Take all the material and copy it exactly.

Object position labeling entries
——

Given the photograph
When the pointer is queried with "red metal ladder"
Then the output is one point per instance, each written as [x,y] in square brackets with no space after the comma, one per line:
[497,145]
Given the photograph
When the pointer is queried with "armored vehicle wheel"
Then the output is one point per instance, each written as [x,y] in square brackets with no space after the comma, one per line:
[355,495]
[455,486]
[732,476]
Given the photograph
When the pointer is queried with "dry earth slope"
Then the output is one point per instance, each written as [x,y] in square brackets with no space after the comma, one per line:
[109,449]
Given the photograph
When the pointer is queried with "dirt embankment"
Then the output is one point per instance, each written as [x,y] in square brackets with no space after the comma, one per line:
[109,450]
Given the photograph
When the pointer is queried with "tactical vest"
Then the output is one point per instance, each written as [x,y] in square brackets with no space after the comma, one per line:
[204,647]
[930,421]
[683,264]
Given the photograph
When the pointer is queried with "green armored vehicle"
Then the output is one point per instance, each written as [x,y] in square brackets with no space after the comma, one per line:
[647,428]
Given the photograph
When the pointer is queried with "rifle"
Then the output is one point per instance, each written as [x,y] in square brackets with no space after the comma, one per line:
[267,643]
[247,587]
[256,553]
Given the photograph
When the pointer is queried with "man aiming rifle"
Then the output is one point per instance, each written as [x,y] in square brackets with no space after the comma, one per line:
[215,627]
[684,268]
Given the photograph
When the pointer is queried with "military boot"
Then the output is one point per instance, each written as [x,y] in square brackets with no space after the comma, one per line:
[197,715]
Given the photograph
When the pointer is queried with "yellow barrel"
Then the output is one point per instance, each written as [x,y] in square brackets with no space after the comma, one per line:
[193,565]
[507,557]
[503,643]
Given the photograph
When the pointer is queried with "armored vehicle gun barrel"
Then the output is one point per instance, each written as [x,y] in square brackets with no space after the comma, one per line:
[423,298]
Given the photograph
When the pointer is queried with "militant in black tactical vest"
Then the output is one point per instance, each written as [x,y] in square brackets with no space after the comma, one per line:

——

Problem solution
Given the photograph
When the pointer is queried with "red metal ladder"
Then the output is one point per instance, each written as [x,y] in square brackets with no space after the comma, one per line:
[497,145]
Given the photograph
When the pointer is queried with "armored vehicle wheel"
Then the output is one point per instance, each written as [x,y] in square brackets with no space after the comma, one per line:
[355,495]
[455,486]
[732,476]
Given the photograph
When the pointer is queried with "dry earth slope"
Then the output is one point per instance, each written as [x,y] in square brackets with no space after the comma, one per line:
[109,449]
Given the photograph
When the pointer is queried with "dirt embankment"
Then the output is one point per instance, each written as [x,y] in square brackets with no space after the comma, one per line:
[109,450]
Given the photograph
When the pointer is queried with "tactical vest"
Then the output is one point per instance, each written as [x,y] in square brackets with no space after the comma, one per line:
[204,647]
[930,421]
[683,264]
Given the photograph
When the pointer is queried with "green armored vehicle"
Then the output is one point per instance, each written as [x,y] in square brackets with no space after the comma, one per line:
[647,428]
Given the photograph
When the pointer is queried with "rifle"
Then the output is one point per instance, each written as [x,y] in square brackets with no space after the comma, one per line:
[267,643]
[247,587]
[256,553]
Given the photograph
When the pointer is queried with "man aiming rifle"
Then the output is one point per instance, each written as [x,y] in square brackets with no space after the comma, one per line:
[215,627]
[684,268]
Given the photograph
When the pointer is queried with "military boot"
Then the output is one point per instance, each written as [x,y] in square brackets with no space after the comma, one per line:
[197,715]
Given the photograph
When the pointer is queried with "yellow barrel"
Then the output is one point per instance, each written as [x,y] in square brackets with no space after the comma, one per line:
[193,565]
[507,557]
[503,643]
Given the photograph
When the pointer is queried with "armored vehicle gun barrel"
Then the output is one point per instance, each written as [x,y] in square brackets with no space after the comma, one per line:
[423,298]
Given the photograph
When the pointer is queried with "militant in black tactical vest"
Then the output is one point per instance, each written as [x,y] in square brackets with no space after the comma, one per line:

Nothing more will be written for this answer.